▸ WHAT YOU ARE ASKED TO DO
Your task is to write out exactly the lines from the line containing "of the roadside" through the end of the records, inclusive at both ends.

▸ Dataset records
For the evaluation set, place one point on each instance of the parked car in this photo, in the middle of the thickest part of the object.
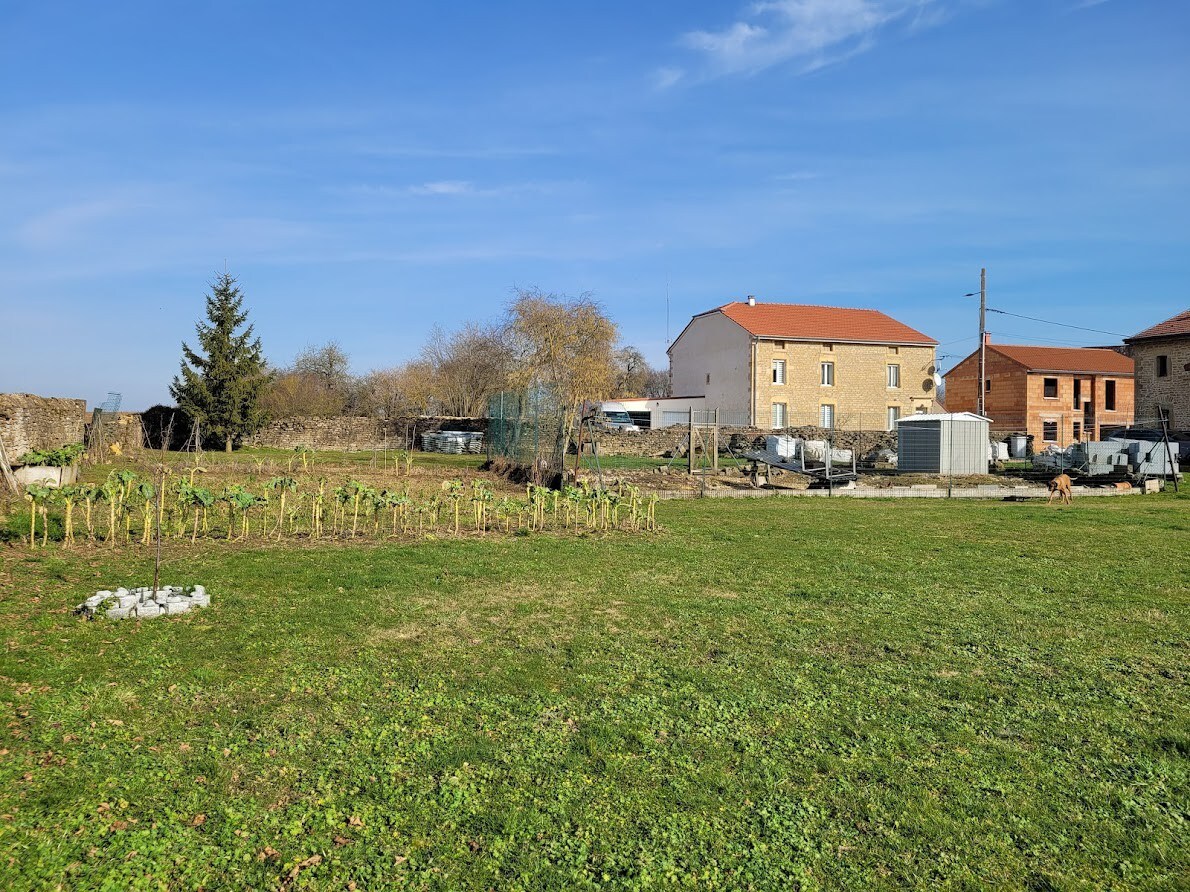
(614, 416)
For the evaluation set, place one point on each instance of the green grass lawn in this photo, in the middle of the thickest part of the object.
(771, 695)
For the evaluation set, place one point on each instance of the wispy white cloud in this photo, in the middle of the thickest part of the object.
(668, 76)
(809, 32)
(444, 187)
(452, 188)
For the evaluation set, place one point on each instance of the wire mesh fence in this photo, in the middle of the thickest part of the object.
(528, 429)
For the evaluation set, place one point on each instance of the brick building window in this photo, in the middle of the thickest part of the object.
(780, 415)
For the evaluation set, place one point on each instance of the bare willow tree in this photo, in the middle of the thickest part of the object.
(565, 344)
(469, 365)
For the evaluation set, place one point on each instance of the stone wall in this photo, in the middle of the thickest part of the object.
(356, 432)
(39, 422)
(1169, 391)
(860, 394)
(675, 439)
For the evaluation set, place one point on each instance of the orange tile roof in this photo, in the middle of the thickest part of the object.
(1068, 359)
(1170, 327)
(805, 321)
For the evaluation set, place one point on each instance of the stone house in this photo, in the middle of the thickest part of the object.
(1162, 355)
(1059, 395)
(777, 365)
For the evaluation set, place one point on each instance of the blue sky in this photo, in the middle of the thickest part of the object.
(370, 169)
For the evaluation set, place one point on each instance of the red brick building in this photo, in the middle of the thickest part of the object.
(1060, 395)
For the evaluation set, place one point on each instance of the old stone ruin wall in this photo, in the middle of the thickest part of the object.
(356, 432)
(39, 422)
(674, 440)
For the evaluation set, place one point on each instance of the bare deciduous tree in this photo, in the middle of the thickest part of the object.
(565, 344)
(637, 377)
(402, 390)
(469, 365)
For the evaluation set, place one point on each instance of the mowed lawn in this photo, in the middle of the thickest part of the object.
(769, 693)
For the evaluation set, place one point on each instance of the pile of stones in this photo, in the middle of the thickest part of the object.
(144, 603)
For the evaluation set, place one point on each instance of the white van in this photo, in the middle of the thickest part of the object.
(614, 416)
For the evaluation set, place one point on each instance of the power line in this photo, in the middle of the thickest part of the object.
(1051, 340)
(1064, 325)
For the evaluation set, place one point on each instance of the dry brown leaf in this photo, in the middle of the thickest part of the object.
(312, 861)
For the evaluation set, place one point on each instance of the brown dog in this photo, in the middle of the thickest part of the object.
(1060, 487)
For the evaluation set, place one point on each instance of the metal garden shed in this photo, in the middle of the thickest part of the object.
(947, 443)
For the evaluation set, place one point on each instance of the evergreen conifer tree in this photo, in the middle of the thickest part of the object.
(221, 381)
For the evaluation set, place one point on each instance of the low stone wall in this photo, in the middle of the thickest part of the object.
(675, 439)
(356, 432)
(39, 422)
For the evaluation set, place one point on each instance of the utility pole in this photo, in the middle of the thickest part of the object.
(983, 339)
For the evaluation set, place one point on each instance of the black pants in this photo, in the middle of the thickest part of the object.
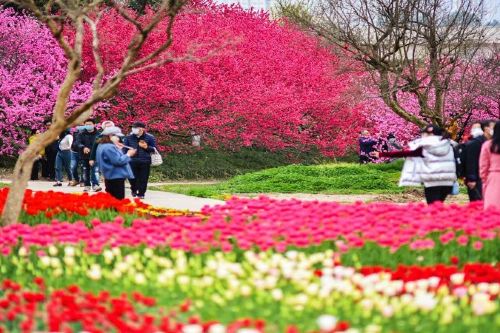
(48, 165)
(476, 193)
(437, 193)
(36, 169)
(139, 185)
(115, 187)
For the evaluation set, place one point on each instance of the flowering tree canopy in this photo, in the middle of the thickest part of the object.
(32, 68)
(270, 85)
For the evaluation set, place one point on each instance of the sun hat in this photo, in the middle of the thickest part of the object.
(139, 124)
(432, 129)
(113, 130)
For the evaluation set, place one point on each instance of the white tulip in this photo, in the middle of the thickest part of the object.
(23, 252)
(108, 256)
(326, 322)
(183, 280)
(217, 328)
(139, 278)
(69, 261)
(45, 261)
(247, 330)
(457, 278)
(55, 262)
(207, 280)
(116, 251)
(95, 272)
(277, 294)
(53, 250)
(434, 281)
(425, 301)
(292, 255)
(245, 290)
(148, 252)
(69, 251)
(312, 289)
(192, 329)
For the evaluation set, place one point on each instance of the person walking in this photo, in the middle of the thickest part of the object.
(145, 144)
(63, 158)
(85, 142)
(76, 157)
(38, 162)
(49, 162)
(489, 169)
(93, 152)
(113, 163)
(430, 161)
(366, 147)
(470, 160)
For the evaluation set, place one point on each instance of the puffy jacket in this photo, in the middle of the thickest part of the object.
(85, 139)
(142, 155)
(470, 158)
(438, 167)
(434, 165)
(113, 163)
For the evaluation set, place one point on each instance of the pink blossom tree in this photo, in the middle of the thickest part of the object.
(273, 86)
(32, 69)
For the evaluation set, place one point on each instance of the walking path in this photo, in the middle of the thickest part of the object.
(154, 198)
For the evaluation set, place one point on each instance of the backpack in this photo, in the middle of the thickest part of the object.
(458, 153)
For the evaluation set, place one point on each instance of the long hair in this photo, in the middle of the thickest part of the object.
(495, 145)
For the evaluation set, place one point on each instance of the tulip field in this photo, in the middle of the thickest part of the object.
(79, 263)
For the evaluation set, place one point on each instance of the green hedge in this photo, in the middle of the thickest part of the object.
(335, 178)
(214, 164)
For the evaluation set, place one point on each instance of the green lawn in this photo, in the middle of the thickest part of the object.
(339, 178)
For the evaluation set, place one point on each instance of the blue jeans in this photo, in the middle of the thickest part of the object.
(63, 160)
(75, 164)
(90, 173)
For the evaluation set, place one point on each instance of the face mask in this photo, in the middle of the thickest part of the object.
(475, 132)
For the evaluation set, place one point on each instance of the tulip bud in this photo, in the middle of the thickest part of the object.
(326, 322)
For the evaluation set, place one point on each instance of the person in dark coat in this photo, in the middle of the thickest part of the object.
(470, 160)
(49, 162)
(366, 147)
(145, 144)
(84, 144)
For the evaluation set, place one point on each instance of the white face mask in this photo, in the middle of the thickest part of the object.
(476, 131)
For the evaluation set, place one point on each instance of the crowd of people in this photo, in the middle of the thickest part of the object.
(437, 162)
(86, 152)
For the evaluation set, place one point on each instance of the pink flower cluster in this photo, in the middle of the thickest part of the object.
(269, 223)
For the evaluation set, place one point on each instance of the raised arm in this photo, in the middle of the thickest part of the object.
(484, 161)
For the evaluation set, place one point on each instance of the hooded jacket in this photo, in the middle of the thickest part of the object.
(438, 167)
(430, 161)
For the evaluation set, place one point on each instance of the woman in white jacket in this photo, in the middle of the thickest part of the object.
(431, 162)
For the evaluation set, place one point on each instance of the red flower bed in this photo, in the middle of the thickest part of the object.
(473, 272)
(52, 203)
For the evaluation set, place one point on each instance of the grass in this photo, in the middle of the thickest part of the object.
(219, 164)
(339, 178)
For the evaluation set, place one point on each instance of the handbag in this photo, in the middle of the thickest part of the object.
(156, 158)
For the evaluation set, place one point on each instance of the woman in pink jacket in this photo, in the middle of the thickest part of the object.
(489, 168)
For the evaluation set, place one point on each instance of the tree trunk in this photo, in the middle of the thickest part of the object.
(22, 173)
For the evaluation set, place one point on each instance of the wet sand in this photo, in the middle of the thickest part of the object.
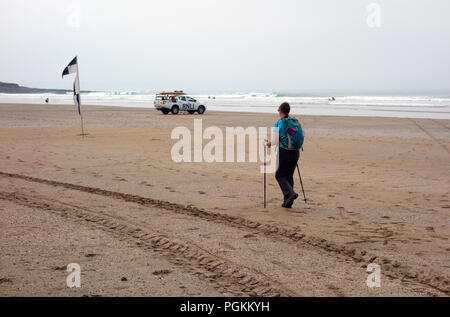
(115, 202)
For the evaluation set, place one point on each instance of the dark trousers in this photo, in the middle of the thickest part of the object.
(285, 174)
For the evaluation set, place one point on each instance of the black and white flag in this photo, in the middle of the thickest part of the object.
(70, 69)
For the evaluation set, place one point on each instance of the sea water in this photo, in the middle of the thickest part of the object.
(434, 106)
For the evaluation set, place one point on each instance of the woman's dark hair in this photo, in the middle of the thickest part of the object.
(285, 108)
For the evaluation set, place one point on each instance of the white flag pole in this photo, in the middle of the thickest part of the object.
(77, 82)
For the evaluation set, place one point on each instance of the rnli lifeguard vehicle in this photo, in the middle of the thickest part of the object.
(176, 101)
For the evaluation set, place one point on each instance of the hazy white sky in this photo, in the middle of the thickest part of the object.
(268, 45)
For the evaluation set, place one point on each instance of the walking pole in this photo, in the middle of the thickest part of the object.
(304, 196)
(265, 176)
(82, 128)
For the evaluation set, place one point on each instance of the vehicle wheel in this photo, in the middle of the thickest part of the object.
(201, 110)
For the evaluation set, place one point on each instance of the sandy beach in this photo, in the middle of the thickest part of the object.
(139, 224)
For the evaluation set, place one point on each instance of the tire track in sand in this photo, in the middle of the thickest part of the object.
(393, 269)
(238, 280)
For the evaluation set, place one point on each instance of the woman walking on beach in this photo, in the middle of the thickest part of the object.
(290, 139)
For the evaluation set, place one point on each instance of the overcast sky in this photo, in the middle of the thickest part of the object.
(227, 45)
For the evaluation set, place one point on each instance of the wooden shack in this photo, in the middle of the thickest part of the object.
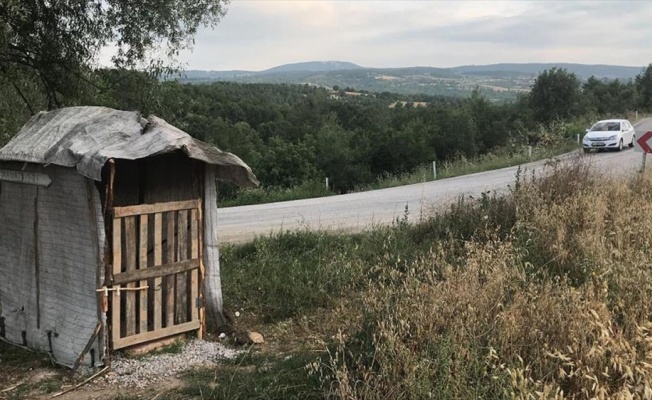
(108, 233)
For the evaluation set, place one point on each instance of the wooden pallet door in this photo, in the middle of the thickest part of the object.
(157, 272)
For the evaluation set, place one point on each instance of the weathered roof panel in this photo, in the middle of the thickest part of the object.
(86, 137)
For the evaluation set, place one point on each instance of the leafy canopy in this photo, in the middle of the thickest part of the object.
(55, 43)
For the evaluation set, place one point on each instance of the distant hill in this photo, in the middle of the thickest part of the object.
(583, 71)
(312, 66)
(497, 81)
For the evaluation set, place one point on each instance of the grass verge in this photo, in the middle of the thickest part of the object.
(544, 292)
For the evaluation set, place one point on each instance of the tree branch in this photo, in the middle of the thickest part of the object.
(20, 93)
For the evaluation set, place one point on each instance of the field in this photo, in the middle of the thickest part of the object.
(544, 292)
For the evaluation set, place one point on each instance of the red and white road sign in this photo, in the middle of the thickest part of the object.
(643, 144)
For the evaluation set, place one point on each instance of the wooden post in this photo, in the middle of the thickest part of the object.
(169, 286)
(117, 268)
(181, 298)
(130, 247)
(158, 260)
(142, 264)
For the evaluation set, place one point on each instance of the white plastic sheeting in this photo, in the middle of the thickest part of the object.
(49, 263)
(86, 137)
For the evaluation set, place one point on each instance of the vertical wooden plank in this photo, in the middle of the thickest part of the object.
(181, 298)
(142, 264)
(131, 255)
(200, 228)
(194, 274)
(117, 266)
(158, 260)
(169, 280)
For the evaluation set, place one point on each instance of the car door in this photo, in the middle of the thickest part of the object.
(631, 132)
(628, 134)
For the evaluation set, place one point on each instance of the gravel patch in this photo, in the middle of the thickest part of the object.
(141, 372)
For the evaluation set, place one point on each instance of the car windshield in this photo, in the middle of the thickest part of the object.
(605, 126)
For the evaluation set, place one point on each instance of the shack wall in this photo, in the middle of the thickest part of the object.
(50, 264)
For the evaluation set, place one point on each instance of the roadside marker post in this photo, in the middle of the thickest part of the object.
(644, 145)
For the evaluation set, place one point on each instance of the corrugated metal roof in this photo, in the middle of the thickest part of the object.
(86, 137)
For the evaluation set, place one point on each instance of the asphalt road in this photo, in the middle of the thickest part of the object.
(359, 211)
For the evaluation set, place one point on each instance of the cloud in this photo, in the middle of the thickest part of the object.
(256, 35)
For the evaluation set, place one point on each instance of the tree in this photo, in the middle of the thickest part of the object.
(644, 88)
(555, 94)
(56, 43)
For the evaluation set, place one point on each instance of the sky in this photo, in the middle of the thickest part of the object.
(259, 34)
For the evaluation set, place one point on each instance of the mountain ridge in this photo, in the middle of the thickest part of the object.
(502, 81)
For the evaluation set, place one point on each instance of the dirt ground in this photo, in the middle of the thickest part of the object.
(44, 382)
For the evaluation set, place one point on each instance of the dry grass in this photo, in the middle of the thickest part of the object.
(557, 306)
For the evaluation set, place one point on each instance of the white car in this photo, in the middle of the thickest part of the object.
(609, 134)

▸ REPLY
For the evaluation set, place one point on each instance of the roadside marker post in this photo, in the middle of the thickest part of the object.
(644, 145)
For the evaluation set, place one point on each instance of the corrugated metal roof in this photo, in the middle of the thickest part of the object.
(86, 137)
For the evaluation set, place one point on each instance of the asphalt road in this photo, in the middle of the thickest part of the object.
(359, 211)
For the evaluation set, place one point on each instance of the cloud in this photo, in the middle of the thickest part of the object.
(256, 35)
For the evaluation set, place one point on each instance of the tree in this photo, in the middle of the thickest part of the object.
(644, 88)
(555, 94)
(56, 43)
For the evaluation set, place one point on each instance of the sky in this photo, in the middle of the thickest part of the object.
(259, 34)
For the evaluation set, place one point on each instance of the mountain ridge in this photo, in the middle of the thickest part of the object.
(502, 81)
For the evaluation set, place one point on each instance of the dirt ground in this photo, in the middle of the thickest part of the object.
(44, 382)
For the evaluation set, place one point on each instance of the dry grass in this photo, in the middle of the thickest part of the object.
(557, 306)
For the evaluation set, place one point on each instance of the white car in this photo, in the middle of the thickest part of the object.
(609, 134)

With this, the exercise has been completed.